* TASK DETAILS
From the line containing "Objective: a point on each instance of the red car" to the line containing "Objective: a point on each instance of the van" in the records below, set down every line exactly as it stands, both ends included, and skip the pictures.

* * * *

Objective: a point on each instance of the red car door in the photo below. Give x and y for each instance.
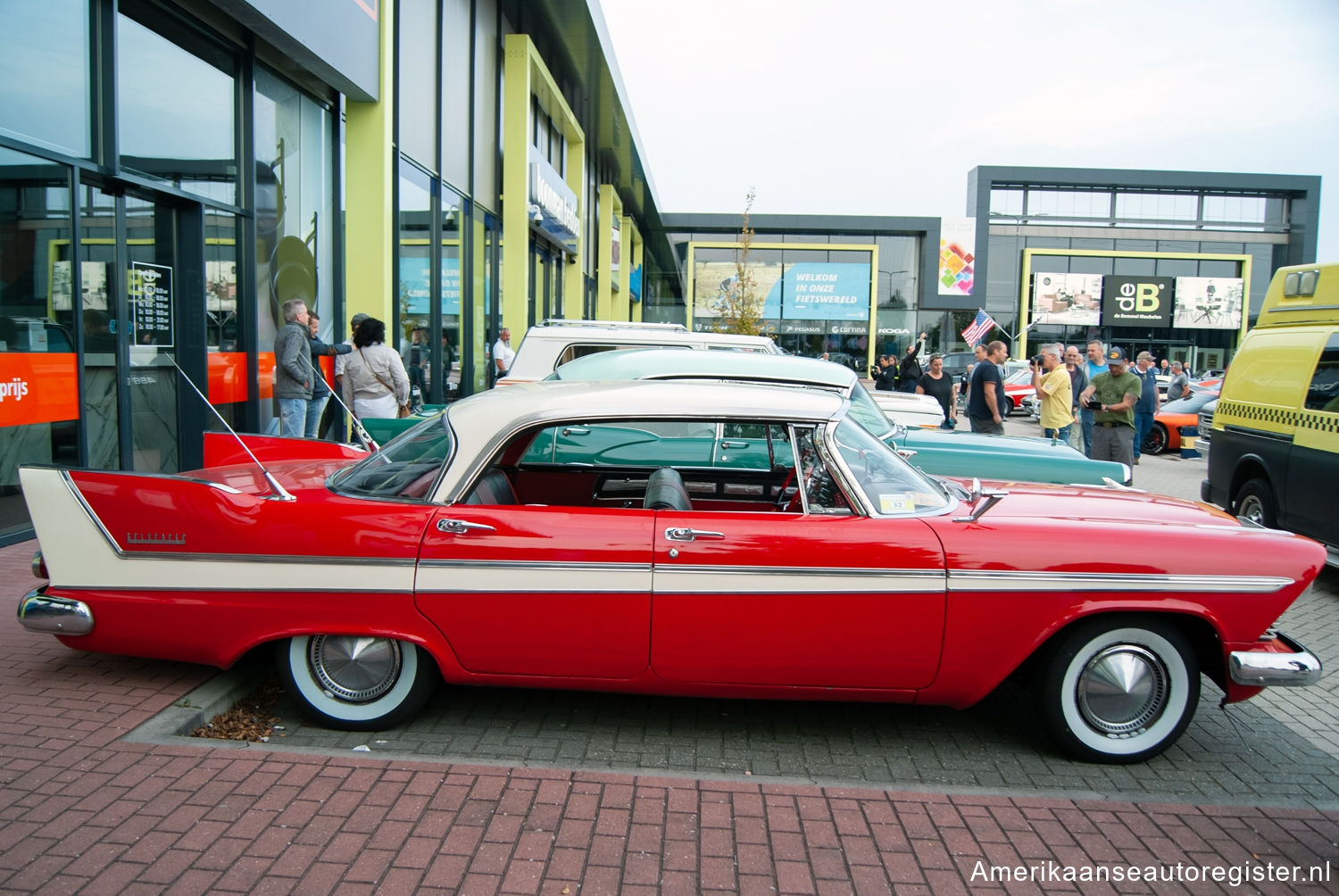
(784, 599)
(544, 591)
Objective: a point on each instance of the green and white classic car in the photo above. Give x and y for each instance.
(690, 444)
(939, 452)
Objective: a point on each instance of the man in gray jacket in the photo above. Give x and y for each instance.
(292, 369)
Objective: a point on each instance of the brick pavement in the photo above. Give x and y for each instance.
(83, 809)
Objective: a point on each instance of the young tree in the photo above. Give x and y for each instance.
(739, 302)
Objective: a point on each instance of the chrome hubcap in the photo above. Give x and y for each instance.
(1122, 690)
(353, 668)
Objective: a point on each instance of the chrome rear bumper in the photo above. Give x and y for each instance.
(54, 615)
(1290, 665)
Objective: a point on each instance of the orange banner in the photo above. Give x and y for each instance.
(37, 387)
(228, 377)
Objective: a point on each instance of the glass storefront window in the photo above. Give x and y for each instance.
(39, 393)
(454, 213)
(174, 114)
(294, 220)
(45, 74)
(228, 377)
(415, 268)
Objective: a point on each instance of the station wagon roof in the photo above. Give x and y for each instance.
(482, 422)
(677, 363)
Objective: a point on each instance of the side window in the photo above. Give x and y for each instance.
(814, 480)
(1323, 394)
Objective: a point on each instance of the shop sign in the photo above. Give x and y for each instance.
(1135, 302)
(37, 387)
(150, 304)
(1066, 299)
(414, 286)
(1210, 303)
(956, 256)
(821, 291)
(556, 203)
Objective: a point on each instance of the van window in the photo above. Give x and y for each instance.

* * * *

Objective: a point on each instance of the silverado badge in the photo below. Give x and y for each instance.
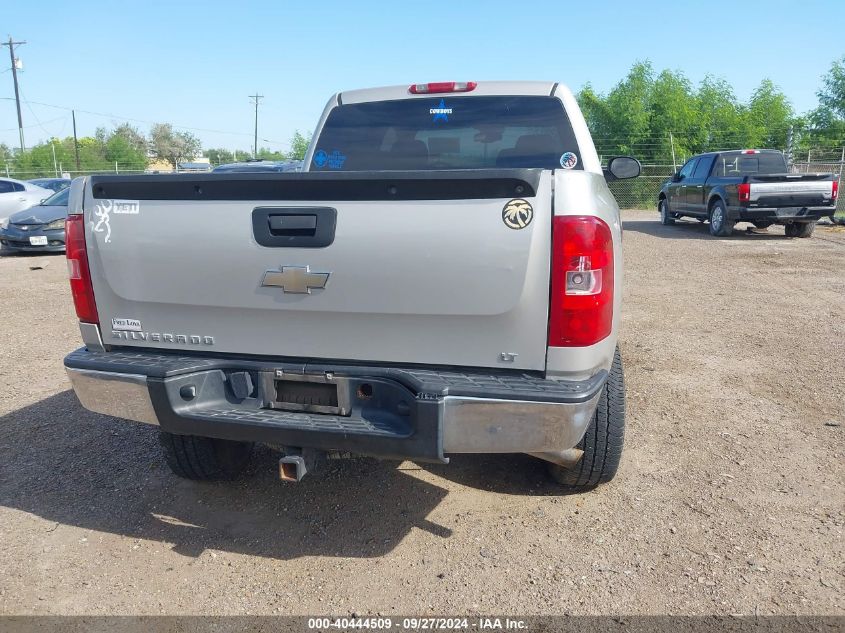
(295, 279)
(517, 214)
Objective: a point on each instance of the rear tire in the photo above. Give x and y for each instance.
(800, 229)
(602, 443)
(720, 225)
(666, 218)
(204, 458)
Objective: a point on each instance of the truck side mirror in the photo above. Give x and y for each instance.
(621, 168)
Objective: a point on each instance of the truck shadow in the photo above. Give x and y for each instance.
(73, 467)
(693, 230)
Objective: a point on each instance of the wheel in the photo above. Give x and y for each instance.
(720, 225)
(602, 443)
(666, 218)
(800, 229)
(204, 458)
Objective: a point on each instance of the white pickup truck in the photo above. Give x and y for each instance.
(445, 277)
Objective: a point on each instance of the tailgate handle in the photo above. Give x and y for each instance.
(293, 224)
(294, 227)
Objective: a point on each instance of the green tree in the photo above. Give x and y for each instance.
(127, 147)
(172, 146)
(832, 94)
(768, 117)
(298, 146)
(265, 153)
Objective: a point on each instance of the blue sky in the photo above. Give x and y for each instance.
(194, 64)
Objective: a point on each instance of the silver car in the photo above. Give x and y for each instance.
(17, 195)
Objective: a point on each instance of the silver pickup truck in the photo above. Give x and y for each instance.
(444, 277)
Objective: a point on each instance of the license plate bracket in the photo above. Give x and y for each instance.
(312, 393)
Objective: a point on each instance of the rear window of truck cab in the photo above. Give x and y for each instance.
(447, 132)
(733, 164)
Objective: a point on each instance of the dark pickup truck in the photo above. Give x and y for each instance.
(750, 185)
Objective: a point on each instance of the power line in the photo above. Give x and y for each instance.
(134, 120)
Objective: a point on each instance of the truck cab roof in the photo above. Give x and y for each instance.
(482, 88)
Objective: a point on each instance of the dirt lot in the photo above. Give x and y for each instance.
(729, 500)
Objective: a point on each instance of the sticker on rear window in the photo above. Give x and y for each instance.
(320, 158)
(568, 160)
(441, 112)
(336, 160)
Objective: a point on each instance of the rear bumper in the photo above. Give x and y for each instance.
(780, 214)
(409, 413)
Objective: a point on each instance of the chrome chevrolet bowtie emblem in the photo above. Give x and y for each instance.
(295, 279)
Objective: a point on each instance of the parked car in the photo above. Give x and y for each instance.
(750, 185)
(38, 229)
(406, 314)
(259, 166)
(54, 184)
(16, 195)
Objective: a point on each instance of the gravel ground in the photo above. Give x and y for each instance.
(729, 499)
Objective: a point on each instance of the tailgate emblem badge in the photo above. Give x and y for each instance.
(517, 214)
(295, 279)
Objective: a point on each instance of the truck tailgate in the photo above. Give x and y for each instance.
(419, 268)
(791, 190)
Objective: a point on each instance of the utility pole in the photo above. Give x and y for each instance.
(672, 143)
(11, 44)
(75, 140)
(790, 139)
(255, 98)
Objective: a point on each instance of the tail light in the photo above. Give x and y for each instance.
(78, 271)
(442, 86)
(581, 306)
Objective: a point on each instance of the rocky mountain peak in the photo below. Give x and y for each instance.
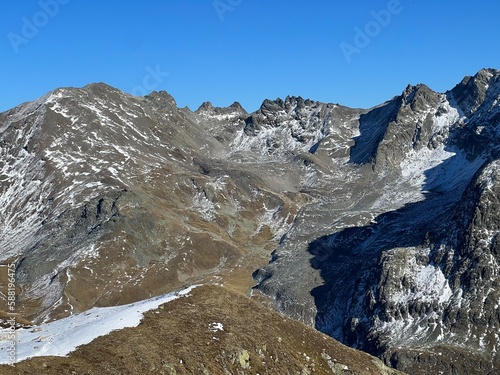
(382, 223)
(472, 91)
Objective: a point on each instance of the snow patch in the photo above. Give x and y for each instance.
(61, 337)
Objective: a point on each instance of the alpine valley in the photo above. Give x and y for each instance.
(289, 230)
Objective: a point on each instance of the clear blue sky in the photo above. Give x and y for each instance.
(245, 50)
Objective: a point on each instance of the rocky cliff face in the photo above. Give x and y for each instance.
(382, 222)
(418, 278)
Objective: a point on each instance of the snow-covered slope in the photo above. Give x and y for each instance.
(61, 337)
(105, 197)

* * * *

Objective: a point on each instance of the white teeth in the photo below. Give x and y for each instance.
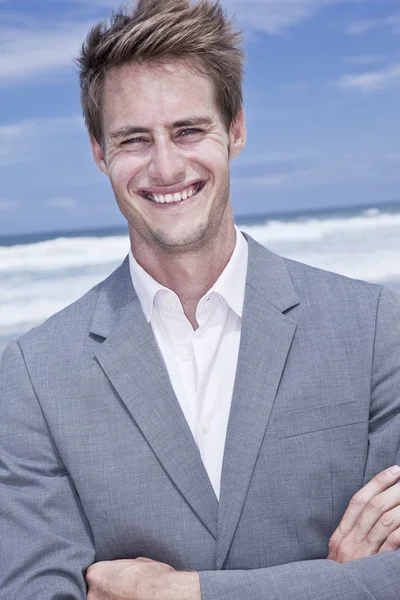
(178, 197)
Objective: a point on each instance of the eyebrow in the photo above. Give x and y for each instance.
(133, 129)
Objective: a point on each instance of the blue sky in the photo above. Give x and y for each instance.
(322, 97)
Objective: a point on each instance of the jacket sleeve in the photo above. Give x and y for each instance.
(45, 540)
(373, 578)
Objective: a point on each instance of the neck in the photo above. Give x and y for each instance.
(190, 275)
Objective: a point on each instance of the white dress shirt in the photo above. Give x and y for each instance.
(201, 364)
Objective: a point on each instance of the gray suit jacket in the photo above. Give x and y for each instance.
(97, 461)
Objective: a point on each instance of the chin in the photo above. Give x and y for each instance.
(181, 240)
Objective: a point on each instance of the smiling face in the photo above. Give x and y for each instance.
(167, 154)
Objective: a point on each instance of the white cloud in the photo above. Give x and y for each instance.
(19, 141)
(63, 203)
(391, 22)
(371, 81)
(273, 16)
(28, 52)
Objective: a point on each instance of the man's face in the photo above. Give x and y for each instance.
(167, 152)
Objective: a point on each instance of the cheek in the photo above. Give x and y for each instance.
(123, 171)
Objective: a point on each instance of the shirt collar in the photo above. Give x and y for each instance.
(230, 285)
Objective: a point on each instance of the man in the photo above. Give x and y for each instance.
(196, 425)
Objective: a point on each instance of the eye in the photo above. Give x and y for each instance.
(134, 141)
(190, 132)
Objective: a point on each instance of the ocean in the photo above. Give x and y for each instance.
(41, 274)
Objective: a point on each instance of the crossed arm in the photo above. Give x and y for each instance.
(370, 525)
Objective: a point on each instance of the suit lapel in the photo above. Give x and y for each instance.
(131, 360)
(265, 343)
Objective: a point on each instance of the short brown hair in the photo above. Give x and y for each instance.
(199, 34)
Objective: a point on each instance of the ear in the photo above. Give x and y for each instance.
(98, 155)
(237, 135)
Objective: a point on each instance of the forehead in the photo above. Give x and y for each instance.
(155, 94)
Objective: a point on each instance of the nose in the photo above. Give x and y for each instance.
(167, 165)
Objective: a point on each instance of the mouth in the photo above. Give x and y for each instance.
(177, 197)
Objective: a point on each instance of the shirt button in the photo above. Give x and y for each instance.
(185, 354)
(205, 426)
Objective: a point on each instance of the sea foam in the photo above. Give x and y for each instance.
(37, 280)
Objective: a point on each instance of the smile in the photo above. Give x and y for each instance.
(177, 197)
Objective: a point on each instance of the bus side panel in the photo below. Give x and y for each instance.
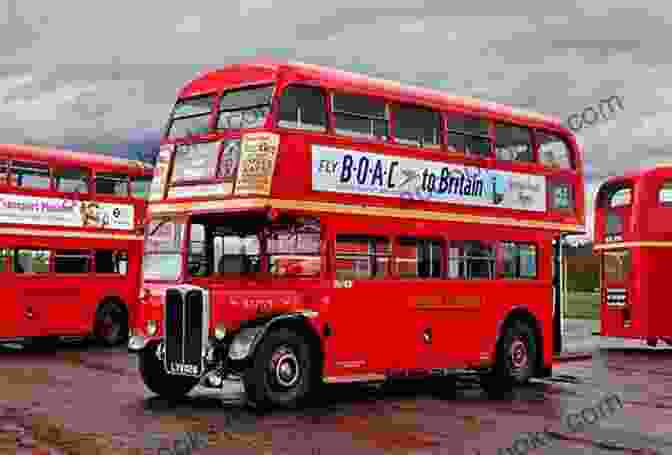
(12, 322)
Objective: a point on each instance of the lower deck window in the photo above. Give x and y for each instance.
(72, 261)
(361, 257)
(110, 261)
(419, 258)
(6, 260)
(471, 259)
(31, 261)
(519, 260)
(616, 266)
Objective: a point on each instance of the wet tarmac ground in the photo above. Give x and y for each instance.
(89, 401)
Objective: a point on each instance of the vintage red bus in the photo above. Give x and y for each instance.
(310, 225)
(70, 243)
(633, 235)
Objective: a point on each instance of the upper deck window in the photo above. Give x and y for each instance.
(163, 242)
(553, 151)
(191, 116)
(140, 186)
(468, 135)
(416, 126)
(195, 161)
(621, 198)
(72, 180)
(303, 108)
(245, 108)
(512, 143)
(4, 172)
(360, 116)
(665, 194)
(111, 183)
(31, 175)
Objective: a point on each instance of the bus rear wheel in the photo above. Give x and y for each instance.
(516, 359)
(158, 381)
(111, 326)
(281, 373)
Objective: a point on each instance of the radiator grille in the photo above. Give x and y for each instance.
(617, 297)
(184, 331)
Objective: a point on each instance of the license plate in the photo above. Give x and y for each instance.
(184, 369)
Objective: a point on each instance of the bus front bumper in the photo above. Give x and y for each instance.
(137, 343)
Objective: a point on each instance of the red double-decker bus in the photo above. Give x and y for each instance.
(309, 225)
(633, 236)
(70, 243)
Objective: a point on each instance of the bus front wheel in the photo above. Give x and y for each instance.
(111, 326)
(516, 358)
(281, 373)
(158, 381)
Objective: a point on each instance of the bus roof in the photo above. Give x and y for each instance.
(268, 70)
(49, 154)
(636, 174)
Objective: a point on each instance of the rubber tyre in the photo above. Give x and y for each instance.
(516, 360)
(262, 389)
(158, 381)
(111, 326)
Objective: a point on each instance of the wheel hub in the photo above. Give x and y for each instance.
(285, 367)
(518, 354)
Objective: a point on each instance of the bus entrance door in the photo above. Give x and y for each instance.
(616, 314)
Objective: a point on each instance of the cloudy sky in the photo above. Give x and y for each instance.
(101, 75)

* * * *

* SOLVED EXERCISE
Objective: a point on each instance of the red car door in the photo below. Give x and y for each instance.
(784, 599)
(544, 591)
Objective: a point on each instance of the green and white classic car in the photo above. Give x and y for each instance.
(690, 444)
(939, 452)
Objective: a point on each instance of the man in gray jacket in the photo above. Give x and y for each instance.
(292, 369)
Objective: a point on each instance of the brick pavement in the photo above. Give x and y for each instance.
(83, 809)
Objective: a point on each instance of the young tree in the photo above. Give x and y for each instance.
(739, 302)
Objective: a point on each instance of the chrome hubcap in the photo above. Give x and y for each instance.
(1122, 690)
(353, 668)
Objective: a point on each instance of the chrome rear bumper in the photo above. Give x and y for each instance.
(54, 615)
(1290, 665)
Objective: a point on each instance of the orange banner in the photo above. Give x and y for each instance.
(37, 387)
(228, 377)
Objective: a point on each instance of the glass storefront window in the photo above. Give x and y for each instance.
(39, 393)
(454, 213)
(174, 114)
(294, 220)
(45, 74)
(228, 377)
(415, 268)
Objective: a point on each instance of the station wagon roof in the photo above. Give x and y for each instance.
(482, 422)
(677, 363)
Objective: a point on each instance of the side window in the photo above. Give x and y for each instance.
(814, 480)
(1323, 394)
Objective: a point on each instance of the shop sign in the photo above. Give x and y for each instance.
(1135, 302)
(37, 387)
(150, 304)
(1066, 299)
(414, 286)
(1210, 303)
(956, 256)
(821, 291)
(556, 203)
Objective: a point on each instance of the van window in the photo above. Give x and y for each instance.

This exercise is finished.